— start of RECORDS SUPPLIED —
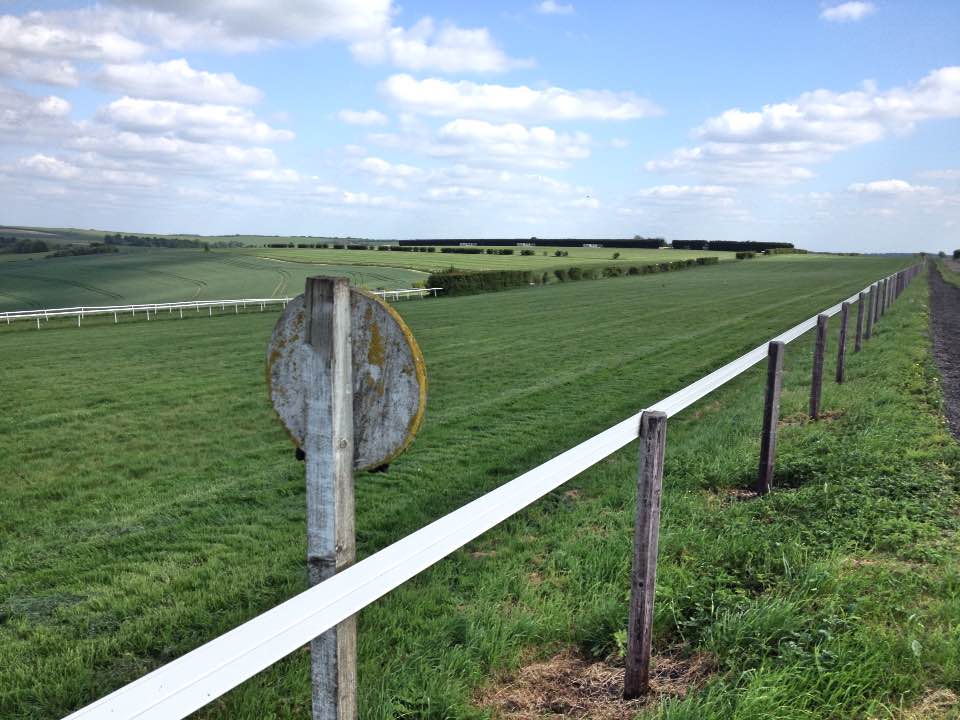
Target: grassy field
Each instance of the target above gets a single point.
(157, 275)
(543, 259)
(153, 502)
(951, 271)
(84, 236)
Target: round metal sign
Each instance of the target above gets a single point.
(389, 378)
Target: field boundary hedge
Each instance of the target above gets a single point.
(469, 282)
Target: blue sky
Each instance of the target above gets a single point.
(831, 125)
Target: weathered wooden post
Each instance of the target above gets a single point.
(331, 538)
(771, 417)
(842, 350)
(858, 343)
(653, 440)
(819, 349)
(348, 381)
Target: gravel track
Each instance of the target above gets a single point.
(945, 326)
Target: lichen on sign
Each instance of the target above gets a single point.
(389, 378)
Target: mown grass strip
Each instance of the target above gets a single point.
(160, 505)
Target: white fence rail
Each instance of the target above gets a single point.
(147, 309)
(202, 675)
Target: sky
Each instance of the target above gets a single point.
(834, 126)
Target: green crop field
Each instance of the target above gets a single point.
(542, 259)
(139, 275)
(81, 236)
(152, 502)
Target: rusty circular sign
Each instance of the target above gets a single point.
(389, 378)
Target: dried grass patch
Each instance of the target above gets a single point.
(935, 705)
(567, 685)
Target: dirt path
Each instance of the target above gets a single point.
(945, 324)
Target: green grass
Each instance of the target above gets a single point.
(153, 502)
(950, 270)
(85, 236)
(160, 275)
(431, 262)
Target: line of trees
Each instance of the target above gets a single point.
(11, 245)
(166, 242)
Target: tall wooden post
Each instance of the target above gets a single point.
(771, 417)
(816, 385)
(842, 350)
(858, 343)
(653, 440)
(331, 543)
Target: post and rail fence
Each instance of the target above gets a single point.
(190, 682)
(147, 309)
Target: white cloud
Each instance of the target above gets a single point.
(485, 143)
(362, 117)
(511, 143)
(174, 154)
(192, 122)
(551, 7)
(779, 142)
(437, 97)
(674, 192)
(889, 187)
(449, 49)
(948, 174)
(848, 11)
(86, 171)
(38, 70)
(176, 80)
(34, 35)
(45, 166)
(24, 115)
(241, 24)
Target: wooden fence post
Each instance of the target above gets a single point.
(816, 385)
(653, 440)
(858, 343)
(842, 350)
(771, 417)
(331, 539)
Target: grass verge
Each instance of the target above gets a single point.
(154, 503)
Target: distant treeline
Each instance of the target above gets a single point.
(637, 242)
(167, 242)
(9, 245)
(729, 245)
(91, 249)
(476, 247)
(466, 282)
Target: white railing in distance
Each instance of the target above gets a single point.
(84, 311)
(185, 685)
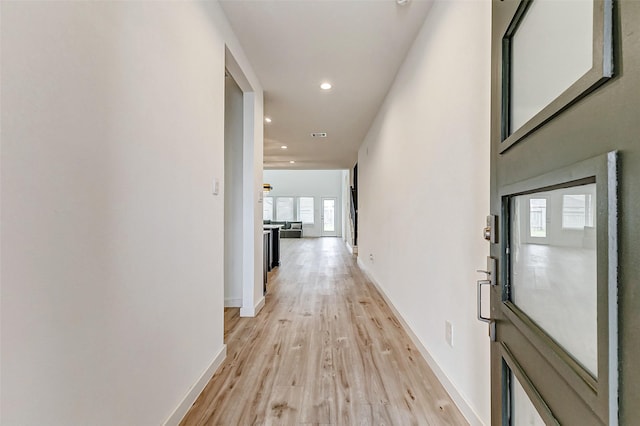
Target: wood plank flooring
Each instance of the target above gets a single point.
(325, 350)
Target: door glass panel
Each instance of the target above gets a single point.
(328, 221)
(538, 217)
(523, 412)
(552, 49)
(555, 284)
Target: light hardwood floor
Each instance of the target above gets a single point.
(325, 350)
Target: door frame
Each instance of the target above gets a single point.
(333, 233)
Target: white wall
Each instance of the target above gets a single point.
(309, 183)
(112, 242)
(424, 194)
(233, 178)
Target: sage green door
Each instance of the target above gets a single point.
(564, 267)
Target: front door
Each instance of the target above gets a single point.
(328, 218)
(563, 274)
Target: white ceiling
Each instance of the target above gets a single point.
(293, 46)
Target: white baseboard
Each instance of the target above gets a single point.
(193, 393)
(466, 410)
(252, 311)
(232, 303)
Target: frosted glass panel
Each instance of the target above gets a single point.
(551, 50)
(553, 280)
(523, 412)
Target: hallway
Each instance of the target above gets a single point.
(326, 349)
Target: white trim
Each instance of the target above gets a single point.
(232, 303)
(244, 312)
(464, 407)
(193, 393)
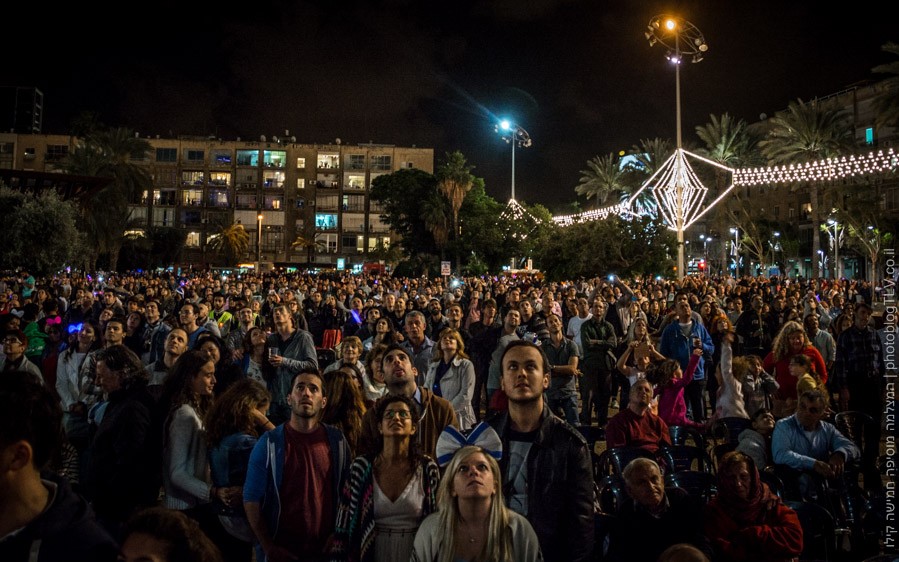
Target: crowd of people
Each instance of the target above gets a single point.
(370, 417)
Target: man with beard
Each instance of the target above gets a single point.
(295, 476)
(437, 413)
(546, 463)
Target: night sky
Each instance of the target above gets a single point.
(578, 75)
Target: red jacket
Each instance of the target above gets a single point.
(777, 538)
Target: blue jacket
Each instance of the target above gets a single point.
(266, 469)
(674, 345)
(790, 446)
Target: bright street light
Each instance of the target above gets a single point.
(513, 134)
(259, 241)
(680, 37)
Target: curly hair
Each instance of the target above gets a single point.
(661, 374)
(780, 347)
(182, 537)
(232, 411)
(345, 407)
(177, 386)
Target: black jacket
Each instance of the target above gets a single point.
(66, 531)
(124, 468)
(560, 487)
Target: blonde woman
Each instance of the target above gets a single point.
(451, 376)
(473, 523)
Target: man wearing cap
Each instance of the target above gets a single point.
(436, 321)
(417, 344)
(14, 344)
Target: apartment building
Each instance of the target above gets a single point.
(280, 190)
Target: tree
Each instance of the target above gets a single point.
(602, 179)
(888, 102)
(401, 195)
(868, 227)
(803, 133)
(455, 181)
(106, 215)
(434, 212)
(625, 247)
(41, 234)
(730, 143)
(231, 242)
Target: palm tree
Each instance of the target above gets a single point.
(105, 215)
(231, 242)
(311, 245)
(602, 178)
(888, 102)
(454, 180)
(434, 213)
(730, 143)
(806, 132)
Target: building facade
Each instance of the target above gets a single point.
(281, 191)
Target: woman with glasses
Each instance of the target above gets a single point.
(473, 522)
(388, 494)
(451, 376)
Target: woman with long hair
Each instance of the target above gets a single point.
(253, 364)
(163, 535)
(345, 407)
(385, 334)
(746, 520)
(473, 522)
(135, 331)
(188, 391)
(791, 340)
(227, 372)
(233, 425)
(69, 387)
(387, 494)
(451, 376)
(373, 385)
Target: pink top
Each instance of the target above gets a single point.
(672, 407)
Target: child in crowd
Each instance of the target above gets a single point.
(670, 382)
(806, 378)
(731, 373)
(758, 386)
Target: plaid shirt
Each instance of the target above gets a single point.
(859, 356)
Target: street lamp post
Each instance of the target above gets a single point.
(513, 134)
(681, 38)
(258, 241)
(735, 250)
(835, 241)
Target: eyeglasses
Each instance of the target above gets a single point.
(403, 414)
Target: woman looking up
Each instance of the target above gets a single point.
(386, 495)
(451, 376)
(473, 523)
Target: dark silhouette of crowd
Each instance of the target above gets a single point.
(346, 416)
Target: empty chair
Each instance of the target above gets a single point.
(612, 493)
(729, 429)
(592, 434)
(818, 530)
(686, 457)
(775, 484)
(683, 435)
(859, 427)
(613, 461)
(701, 485)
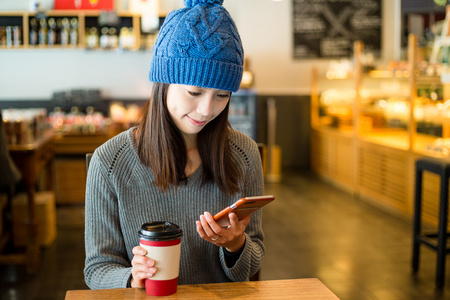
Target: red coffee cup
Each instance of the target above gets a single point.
(162, 240)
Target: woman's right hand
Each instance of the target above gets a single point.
(142, 267)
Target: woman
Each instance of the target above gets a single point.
(180, 164)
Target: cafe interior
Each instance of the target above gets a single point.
(347, 101)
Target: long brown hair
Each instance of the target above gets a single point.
(161, 146)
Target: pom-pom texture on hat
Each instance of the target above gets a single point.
(192, 3)
(200, 46)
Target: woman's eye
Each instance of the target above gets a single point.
(194, 93)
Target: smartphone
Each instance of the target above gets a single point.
(242, 208)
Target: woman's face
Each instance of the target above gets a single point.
(191, 107)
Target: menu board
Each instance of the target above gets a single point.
(328, 28)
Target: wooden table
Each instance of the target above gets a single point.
(310, 288)
(31, 160)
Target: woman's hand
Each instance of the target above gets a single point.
(231, 238)
(142, 267)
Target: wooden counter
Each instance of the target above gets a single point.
(311, 288)
(31, 159)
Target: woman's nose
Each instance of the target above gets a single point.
(205, 106)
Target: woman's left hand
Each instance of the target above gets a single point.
(231, 238)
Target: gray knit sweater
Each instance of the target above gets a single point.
(121, 196)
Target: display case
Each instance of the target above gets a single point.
(368, 129)
(84, 29)
(242, 115)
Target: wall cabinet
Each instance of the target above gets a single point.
(72, 29)
(368, 130)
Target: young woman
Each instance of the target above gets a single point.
(182, 163)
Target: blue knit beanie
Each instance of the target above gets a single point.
(199, 45)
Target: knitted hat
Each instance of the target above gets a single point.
(200, 46)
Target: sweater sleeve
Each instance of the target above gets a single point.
(106, 264)
(252, 255)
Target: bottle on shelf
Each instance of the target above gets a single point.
(104, 38)
(92, 38)
(74, 32)
(17, 36)
(113, 41)
(34, 27)
(43, 32)
(65, 32)
(58, 30)
(9, 36)
(51, 39)
(124, 38)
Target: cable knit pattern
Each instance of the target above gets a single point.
(191, 3)
(121, 196)
(199, 45)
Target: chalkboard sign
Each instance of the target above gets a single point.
(328, 28)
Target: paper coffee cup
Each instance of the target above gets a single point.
(162, 240)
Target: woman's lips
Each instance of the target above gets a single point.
(196, 123)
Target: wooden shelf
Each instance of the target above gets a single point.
(81, 15)
(377, 164)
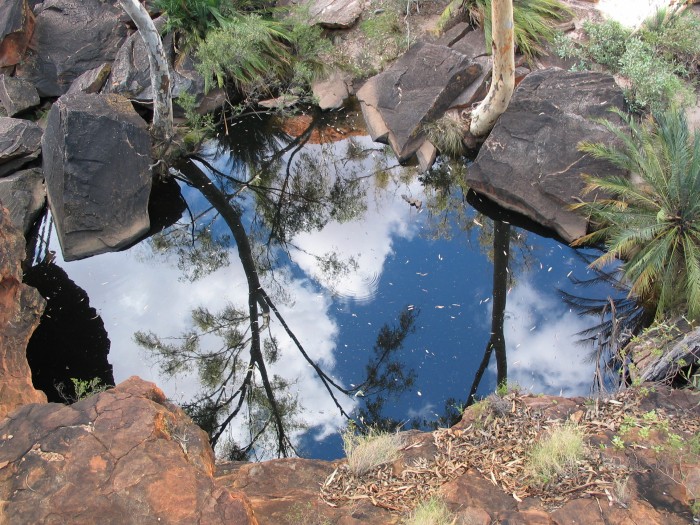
— end of RECORDS SUPPLIED —
Find each line in the listing that contains the word "wooden" and copy those lines out. Matches must have the same case.

▶ **TASK SOLUTION**
Target: weathered wooden post
Target: tall wooden post
Target: wooden fence post
Target: wooden table
Target: wooden counter
Target: wooden shelf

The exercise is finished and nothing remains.